[Extracted records]
============
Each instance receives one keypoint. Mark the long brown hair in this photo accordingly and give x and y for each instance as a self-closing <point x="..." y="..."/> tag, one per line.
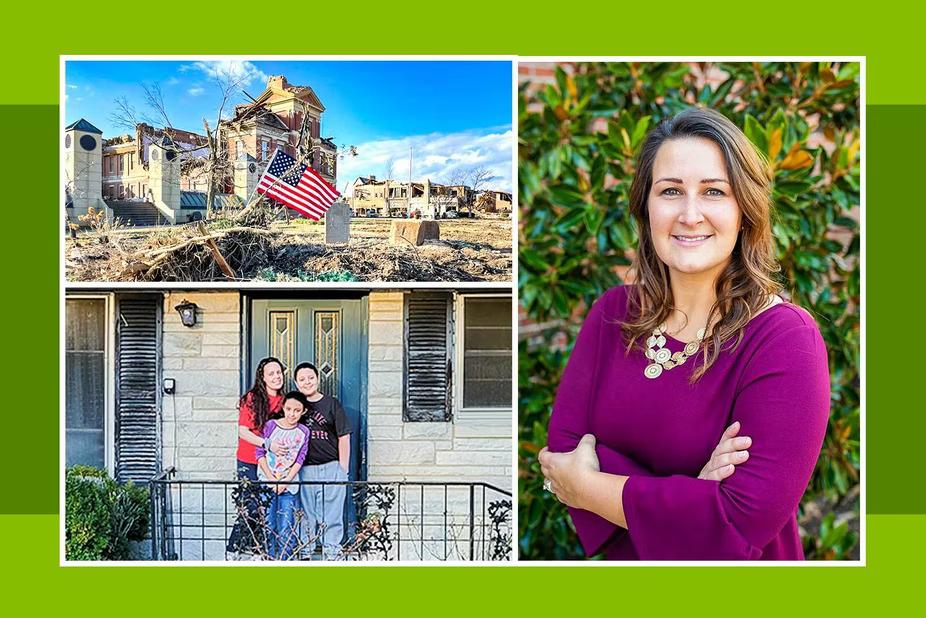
<point x="746" y="283"/>
<point x="258" y="398"/>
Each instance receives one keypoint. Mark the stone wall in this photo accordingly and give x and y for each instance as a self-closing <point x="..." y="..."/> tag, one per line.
<point x="200" y="419"/>
<point x="462" y="450"/>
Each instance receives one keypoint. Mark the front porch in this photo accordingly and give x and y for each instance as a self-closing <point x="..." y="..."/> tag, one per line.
<point x="386" y="521"/>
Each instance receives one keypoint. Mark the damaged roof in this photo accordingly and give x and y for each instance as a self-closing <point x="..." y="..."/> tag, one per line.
<point x="83" y="125"/>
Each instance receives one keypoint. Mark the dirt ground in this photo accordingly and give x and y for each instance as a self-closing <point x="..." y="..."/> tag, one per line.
<point x="468" y="250"/>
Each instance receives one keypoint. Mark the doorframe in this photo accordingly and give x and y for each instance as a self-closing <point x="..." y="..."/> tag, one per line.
<point x="298" y="295"/>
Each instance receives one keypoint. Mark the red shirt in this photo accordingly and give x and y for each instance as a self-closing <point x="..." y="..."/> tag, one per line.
<point x="246" y="451"/>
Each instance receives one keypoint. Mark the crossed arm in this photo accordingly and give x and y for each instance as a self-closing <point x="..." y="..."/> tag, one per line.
<point x="783" y="403"/>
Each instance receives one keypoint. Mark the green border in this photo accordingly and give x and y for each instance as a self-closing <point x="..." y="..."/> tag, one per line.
<point x="891" y="41"/>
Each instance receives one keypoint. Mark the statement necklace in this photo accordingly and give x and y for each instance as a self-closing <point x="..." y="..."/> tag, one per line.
<point x="661" y="356"/>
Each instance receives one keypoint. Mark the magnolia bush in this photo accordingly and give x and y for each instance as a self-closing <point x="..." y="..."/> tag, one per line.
<point x="577" y="141"/>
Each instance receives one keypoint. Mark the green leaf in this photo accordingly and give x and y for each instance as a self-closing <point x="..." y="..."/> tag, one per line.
<point x="756" y="133"/>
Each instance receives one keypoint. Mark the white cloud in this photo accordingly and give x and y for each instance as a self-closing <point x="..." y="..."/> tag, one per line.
<point x="241" y="71"/>
<point x="436" y="156"/>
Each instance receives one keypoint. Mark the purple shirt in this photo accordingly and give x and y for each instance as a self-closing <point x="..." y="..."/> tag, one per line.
<point x="661" y="432"/>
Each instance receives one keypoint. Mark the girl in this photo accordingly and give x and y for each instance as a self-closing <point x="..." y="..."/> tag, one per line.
<point x="287" y="431"/>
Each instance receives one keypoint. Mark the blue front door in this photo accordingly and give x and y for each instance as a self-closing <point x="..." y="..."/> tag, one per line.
<point x="331" y="334"/>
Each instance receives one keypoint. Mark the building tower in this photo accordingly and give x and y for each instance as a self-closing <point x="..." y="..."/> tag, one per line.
<point x="83" y="168"/>
<point x="164" y="177"/>
<point x="247" y="173"/>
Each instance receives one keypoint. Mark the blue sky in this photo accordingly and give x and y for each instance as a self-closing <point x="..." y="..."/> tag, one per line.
<point x="455" y="114"/>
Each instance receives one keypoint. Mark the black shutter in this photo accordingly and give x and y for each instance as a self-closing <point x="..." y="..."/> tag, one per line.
<point x="138" y="326"/>
<point x="428" y="350"/>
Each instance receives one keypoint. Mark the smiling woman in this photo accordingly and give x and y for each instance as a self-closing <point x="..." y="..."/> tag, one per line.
<point x="690" y="416"/>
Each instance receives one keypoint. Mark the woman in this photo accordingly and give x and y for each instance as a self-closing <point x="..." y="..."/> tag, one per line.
<point x="261" y="403"/>
<point x="700" y="343"/>
<point x="328" y="459"/>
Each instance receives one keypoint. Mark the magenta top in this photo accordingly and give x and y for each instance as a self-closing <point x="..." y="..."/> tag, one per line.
<point x="660" y="432"/>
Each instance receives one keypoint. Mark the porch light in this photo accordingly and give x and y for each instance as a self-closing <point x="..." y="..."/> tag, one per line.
<point x="187" y="311"/>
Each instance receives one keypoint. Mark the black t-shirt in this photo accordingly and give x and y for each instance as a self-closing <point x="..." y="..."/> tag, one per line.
<point x="326" y="421"/>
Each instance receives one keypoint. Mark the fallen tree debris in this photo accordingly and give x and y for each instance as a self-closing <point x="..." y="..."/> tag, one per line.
<point x="228" y="250"/>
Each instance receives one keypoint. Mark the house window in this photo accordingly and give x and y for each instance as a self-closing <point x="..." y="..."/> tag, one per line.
<point x="86" y="395"/>
<point x="458" y="357"/>
<point x="428" y="353"/>
<point x="484" y="357"/>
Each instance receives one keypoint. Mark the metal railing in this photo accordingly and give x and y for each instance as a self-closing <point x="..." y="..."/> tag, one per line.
<point x="195" y="520"/>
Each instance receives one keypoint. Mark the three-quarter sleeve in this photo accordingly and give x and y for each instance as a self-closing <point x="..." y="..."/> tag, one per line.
<point x="569" y="422"/>
<point x="782" y="402"/>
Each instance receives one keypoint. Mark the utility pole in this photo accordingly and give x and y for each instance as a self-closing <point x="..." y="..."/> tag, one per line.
<point x="408" y="207"/>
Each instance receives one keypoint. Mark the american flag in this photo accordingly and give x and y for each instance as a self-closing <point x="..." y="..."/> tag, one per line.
<point x="297" y="186"/>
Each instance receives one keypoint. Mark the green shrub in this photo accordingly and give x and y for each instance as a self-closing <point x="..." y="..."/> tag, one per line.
<point x="577" y="140"/>
<point x="102" y="516"/>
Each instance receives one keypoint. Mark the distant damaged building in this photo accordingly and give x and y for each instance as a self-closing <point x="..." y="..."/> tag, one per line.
<point x="278" y="118"/>
<point x="161" y="175"/>
<point x="385" y="198"/>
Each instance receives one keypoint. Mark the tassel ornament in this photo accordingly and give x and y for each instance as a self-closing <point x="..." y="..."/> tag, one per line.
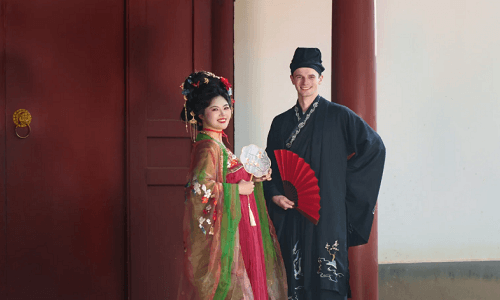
<point x="252" y="218"/>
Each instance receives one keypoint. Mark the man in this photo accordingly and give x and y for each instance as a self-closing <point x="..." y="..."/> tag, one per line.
<point x="324" y="134"/>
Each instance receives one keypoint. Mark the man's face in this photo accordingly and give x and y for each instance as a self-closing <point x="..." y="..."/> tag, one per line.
<point x="306" y="81"/>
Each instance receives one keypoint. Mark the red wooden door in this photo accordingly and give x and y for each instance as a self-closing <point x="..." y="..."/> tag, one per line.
<point x="62" y="206"/>
<point x="167" y="41"/>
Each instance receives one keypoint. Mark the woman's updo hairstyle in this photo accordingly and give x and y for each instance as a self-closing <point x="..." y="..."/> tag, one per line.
<point x="199" y="89"/>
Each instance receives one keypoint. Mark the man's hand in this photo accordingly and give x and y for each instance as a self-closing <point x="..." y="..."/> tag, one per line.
<point x="266" y="177"/>
<point x="283" y="202"/>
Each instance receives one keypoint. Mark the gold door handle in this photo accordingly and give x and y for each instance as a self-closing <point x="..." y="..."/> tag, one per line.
<point x="22" y="118"/>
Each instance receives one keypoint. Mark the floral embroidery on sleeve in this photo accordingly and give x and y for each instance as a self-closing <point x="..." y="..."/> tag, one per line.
<point x="328" y="268"/>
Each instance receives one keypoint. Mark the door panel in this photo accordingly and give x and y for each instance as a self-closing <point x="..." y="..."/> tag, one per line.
<point x="65" y="182"/>
<point x="167" y="41"/>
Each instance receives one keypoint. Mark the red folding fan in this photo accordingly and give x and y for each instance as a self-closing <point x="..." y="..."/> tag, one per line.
<point x="300" y="184"/>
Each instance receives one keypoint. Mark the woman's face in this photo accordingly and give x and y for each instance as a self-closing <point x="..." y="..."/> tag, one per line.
<point x="217" y="114"/>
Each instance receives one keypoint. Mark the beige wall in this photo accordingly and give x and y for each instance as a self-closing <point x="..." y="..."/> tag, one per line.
<point x="438" y="91"/>
<point x="438" y="95"/>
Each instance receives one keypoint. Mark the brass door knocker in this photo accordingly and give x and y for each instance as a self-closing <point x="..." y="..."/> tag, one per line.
<point x="22" y="118"/>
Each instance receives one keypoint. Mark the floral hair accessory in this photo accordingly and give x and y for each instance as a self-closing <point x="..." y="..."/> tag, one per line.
<point x="226" y="83"/>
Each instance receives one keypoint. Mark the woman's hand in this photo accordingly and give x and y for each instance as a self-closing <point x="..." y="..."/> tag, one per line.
<point x="266" y="177"/>
<point x="283" y="202"/>
<point x="245" y="187"/>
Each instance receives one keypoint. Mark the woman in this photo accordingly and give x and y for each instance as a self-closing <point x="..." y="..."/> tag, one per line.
<point x="231" y="250"/>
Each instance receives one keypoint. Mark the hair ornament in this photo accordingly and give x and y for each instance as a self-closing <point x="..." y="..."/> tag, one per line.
<point x="226" y="83"/>
<point x="193" y="123"/>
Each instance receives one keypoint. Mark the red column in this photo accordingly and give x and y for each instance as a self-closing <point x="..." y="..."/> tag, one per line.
<point x="353" y="85"/>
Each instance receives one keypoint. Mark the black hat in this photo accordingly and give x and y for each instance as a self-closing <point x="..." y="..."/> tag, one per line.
<point x="307" y="58"/>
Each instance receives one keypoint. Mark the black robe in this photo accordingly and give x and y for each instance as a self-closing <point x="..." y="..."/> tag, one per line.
<point x="316" y="256"/>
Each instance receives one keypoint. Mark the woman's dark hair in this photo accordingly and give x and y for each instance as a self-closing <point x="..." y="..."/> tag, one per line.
<point x="199" y="89"/>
============
### Task brief
Reproduce the material verbatim, beginning at the line that contains "Each instance receives one keypoint. Mark the beige" and continuing through its final line. Include both of these end lines.

### Output of the task
Each instance receives one keypoint. Mark the beige wall in this photo accordingly and give x and y for each instance as a self-closing <point x="..." y="..."/> tag, one per line.
<point x="438" y="91"/>
<point x="438" y="95"/>
Each instance receives one keypoint. Mark the brass door knocker in this photo accordingly and give x and y for each instance as a self-closing <point x="..." y="..."/> tag, one per line.
<point x="22" y="118"/>
Each instance receives one keypoint. Mark the floral hair accessory in this photo accordingly and give x and y for each instance as a self-closing <point x="..." y="..."/> tag, one per line.
<point x="226" y="83"/>
Each instance receives one keypoint. Mark the woman's hand in this photo accordingly and give x and y for each instance as a self-closing <point x="..." y="..."/> tag, one per line.
<point x="266" y="177"/>
<point x="283" y="202"/>
<point x="245" y="187"/>
Each instance receives one keypoint. Mark the woman in this photo accordingly and give x and y for each instance as a self-closing <point x="..." y="..."/> tag, one per line.
<point x="231" y="250"/>
Each instance receives one keypoint. Mark the hair ornament in this photo accordingly and give x and y for each instance as a self-closing <point x="..." y="..."/> tag, one per line.
<point x="226" y="83"/>
<point x="193" y="123"/>
Each instance receives one keypoint. Mark the red column in this photo accordingly and give x and y for each instance as a self-closing <point x="..." y="..."/> tag, one per line.
<point x="353" y="85"/>
Each instance receives one keypoint. Mark the black hat in this photo accordingly and give x and y for each instance as a self-closing <point x="..." y="..."/> tag, one per line.
<point x="307" y="58"/>
Each instance receives one keypoint. Mark the black robe in this photo accordingly and give x and y for each instance as a self-closing <point x="..." y="..."/> tag, one per line.
<point x="316" y="256"/>
Each instance receives one keypoint. Mark the woman's dark hair in this photo accordingly and give x and y for each instance as a self-closing <point x="..." y="..."/> tag, one per line.
<point x="199" y="89"/>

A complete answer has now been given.